Dataset entries:
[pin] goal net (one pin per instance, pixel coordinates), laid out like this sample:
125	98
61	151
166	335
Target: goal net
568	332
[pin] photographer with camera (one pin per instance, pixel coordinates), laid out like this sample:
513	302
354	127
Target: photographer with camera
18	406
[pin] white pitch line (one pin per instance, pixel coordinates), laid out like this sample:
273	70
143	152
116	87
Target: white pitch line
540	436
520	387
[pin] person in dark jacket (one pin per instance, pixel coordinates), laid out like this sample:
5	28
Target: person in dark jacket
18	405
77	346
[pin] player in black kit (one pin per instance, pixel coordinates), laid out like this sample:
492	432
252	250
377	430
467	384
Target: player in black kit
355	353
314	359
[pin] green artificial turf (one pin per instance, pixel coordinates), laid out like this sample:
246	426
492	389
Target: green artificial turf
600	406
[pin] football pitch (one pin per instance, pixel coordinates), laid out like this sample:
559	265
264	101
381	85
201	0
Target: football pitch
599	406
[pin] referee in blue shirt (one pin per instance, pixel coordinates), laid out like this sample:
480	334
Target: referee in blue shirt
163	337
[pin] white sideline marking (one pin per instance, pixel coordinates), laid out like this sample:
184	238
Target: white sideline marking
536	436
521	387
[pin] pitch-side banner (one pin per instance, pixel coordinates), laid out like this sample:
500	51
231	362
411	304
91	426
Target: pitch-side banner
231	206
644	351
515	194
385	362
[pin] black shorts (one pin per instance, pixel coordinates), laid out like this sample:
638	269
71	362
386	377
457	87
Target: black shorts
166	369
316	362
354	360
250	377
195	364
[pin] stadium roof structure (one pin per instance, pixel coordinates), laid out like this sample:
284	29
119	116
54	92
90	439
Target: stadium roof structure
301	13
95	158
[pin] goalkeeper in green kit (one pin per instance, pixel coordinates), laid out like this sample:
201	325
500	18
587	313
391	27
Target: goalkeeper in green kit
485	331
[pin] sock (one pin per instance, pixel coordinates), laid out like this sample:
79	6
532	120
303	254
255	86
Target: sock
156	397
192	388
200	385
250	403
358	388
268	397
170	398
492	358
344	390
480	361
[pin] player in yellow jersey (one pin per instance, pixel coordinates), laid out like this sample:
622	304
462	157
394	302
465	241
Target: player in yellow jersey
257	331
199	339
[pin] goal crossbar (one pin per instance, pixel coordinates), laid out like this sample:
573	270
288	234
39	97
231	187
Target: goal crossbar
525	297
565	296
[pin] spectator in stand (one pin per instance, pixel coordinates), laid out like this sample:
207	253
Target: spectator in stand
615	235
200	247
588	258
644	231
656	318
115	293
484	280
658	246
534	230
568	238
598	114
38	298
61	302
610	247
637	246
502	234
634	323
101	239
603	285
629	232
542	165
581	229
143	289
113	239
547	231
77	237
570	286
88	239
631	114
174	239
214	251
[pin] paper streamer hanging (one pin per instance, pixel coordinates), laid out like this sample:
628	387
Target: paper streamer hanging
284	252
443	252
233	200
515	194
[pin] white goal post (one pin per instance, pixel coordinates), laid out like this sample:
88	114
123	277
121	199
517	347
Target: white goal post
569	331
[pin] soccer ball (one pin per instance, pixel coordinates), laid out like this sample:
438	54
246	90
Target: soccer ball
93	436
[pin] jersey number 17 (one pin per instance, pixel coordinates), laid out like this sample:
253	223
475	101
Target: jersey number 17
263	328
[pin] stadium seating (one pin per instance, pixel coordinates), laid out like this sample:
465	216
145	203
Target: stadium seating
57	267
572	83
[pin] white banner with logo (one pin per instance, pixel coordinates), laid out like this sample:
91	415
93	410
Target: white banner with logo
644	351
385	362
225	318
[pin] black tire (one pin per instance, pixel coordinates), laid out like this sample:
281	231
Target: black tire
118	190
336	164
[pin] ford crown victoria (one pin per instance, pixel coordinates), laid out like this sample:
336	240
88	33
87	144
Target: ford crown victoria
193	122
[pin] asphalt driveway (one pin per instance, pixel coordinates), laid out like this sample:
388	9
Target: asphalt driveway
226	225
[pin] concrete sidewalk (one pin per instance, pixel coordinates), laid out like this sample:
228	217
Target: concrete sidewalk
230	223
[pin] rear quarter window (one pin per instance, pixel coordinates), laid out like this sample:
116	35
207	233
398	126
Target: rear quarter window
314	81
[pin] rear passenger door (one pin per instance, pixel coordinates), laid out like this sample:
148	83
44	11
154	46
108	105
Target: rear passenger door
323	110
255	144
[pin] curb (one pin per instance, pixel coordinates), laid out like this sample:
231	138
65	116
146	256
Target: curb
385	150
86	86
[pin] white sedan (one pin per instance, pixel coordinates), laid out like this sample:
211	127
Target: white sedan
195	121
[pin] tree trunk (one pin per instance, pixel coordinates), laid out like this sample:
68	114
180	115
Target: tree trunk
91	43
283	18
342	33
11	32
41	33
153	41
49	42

Instruction:
Rewrite every one of the records above, changing "pixel coordinates" to "image coordinates" wherever it occurs and leaving everything else as it is.

Exercise response:
[pin] goal net (one pin per instance, image coordinates), laid out like this sample:
125	98
61	151
166	335
Target: goal net
568	332
[pin] photographer with camera (one pin per instance, image coordinates), laid out like this sample:
513	302
354	127
Target: photographer with camera
18	406
[pin] white pitch line (one pin per instance, image coordinates), laid out like this sample:
273	70
143	152
116	87
Target: white pitch line
540	436
520	387
[pin] person in dark jacket (one pin per instance, image coordinates), laid out like this sample:
5	28
Target: person in dark jacket
18	405
77	346
[pin] player in black kit (one pin per instance, image coordinates), laid out like this sample:
492	432
252	250
377	430
467	384
Target: player in black kit
355	353
314	359
[pin] green artificial turf (one pin per instance, image coordinates), laid out like this sample:
246	426
492	389
Target: green artificial turf
600	406
[pin] football pitch (one pin per instance, image coordinates), laid out like this sample:
559	265
264	101
381	85
201	0
Target: football pitch
599	406
[pin] referee in blue shirt (one pin per instance, image coordinates), laid out like this sample:
480	334
Target: referee in blue shirt
163	337
[pin] white sideline marking (one pin per instance, image coordinates), laid out like this sample:
184	238
Target: white sideline marking
536	436
521	387
[pin] pitch-side banner (one pin per instance, image coordinates), laid out like this sample:
500	51
231	362
411	304
91	426
Target: pitch-side banner
231	206
644	351
515	194
385	362
[pin] black shorts (one pin per instance, image coordinates), laid out like this sample:
638	269
71	362
386	377
457	87
Target: black shorts
166	369
316	362
354	360
250	377
195	364
[pin] stadium roof structure (one pin per instance, image coordinates), laid out like this sample:
284	29
119	116
54	92
90	439
Target: stadium roof structure
301	13
95	158
[pin] goalkeeper in green kit (one pin per instance, image coordinates), laid out like this sample:
201	325
500	18
587	313
391	27
Target: goalkeeper in green kit
485	331
[pin] sock (one pin per instance, image coordinates), laid out like this sample:
79	6
532	120
303	254
255	86
Target: sock
156	397
192	388
200	385
250	403
358	388
268	397
170	398
492	358
344	390
480	361
[pin] player in yellow jersey (one pin per instance, image coordinates), laid out like this sample:
622	304
462	157
394	302
465	241
Target: player in yellow jersey
257	331
199	339
[pin] goal crossbar (one pin per instance, image coordinates), laid out like this sample:
573	270
288	234
39	97
231	187
Target: goal crossbar
525	297
565	296
[pin] spectator in stand (one pin per instance, image coordinates), laid out like this sample:
207	253
Target: spectator in stand
615	235
200	247
588	258
644	231
656	318
115	293
484	280
658	246
534	230
568	238
598	114
38	298
61	302
610	247
637	246
502	234
634	323
101	239
603	285
629	232
542	165
581	229
143	289
113	239
547	231
77	237
570	286
88	239
631	114
174	239
214	251
[pin] paper streamer hanging (one pin per instance, image coordinates), laid out like this sample:
628	387
Target: paper streamer hanging
284	252
443	252
233	200
515	194
[pin] white goal post (one pin per instance, image coordinates), laid out like this sample:
88	114
123	277
121	199
517	347
Target: white goal post
569	331
[pin] soccer ball (one pin per instance, image coordinates), laid out like this sample:
438	54
246	90
Target: soccer ball
93	436
[pin] jersey number 17 (one pin per instance, image coordinates), laid out like this sample:
253	223
475	101
Target: jersey number 17
263	328
[pin] stadium seating (one pin per instance, image coordinates), laid out like this sample:
465	216
145	203
Target: stadium seating
57	267
572	83
[pin] white banner with logo (one pin per instance, image coordinates), laid out like this sample:
91	415
93	410
Target: white banner with logo
644	351
385	362
225	318
[pin] black tire (one pin per instance, image coordinates), laid out like this sample:
281	231
Target: black tire
118	190
336	164
[pin] ford crown victoria (one pin per instance, image coordinates), laid out like this sample:
336	240
88	33
87	144
Target: ford crown victoria
193	122
[pin] asphalt driveway (one pin per instance, image coordinates), laid out like this sample:
388	9
Target: asphalt driveway
226	225
[pin] concrete sidewalk (one pin per instance, image coordinates), laid out like this sample:
228	217
Target: concrete sidewalk
230	223
[pin] rear quarter window (one pin per instance, image coordinates), laid out like this sample:
116	35
207	233
398	126
Target: rear quarter window
314	81
[pin] rear passenger door (one pin per instance, image coordinates), laid out like this sample:
148	83
44	11
154	46
108	105
Target: rear passenger door
323	110
255	144
[pin] curb (one pin per instance, image coordinates), laid out like this sample:
231	138
65	116
146	256
Target: curb
385	150
86	86
[pin] white sedan (one pin per instance, image coordinates), laid out like this sample:
211	127
Target: white sedan
195	121
[pin] tree trunk (one pin per instance, image coordinates), laid out like this sample:
68	114
180	115
Target: tree trunk
91	43
283	18
342	33
11	32
41	33
153	41
49	42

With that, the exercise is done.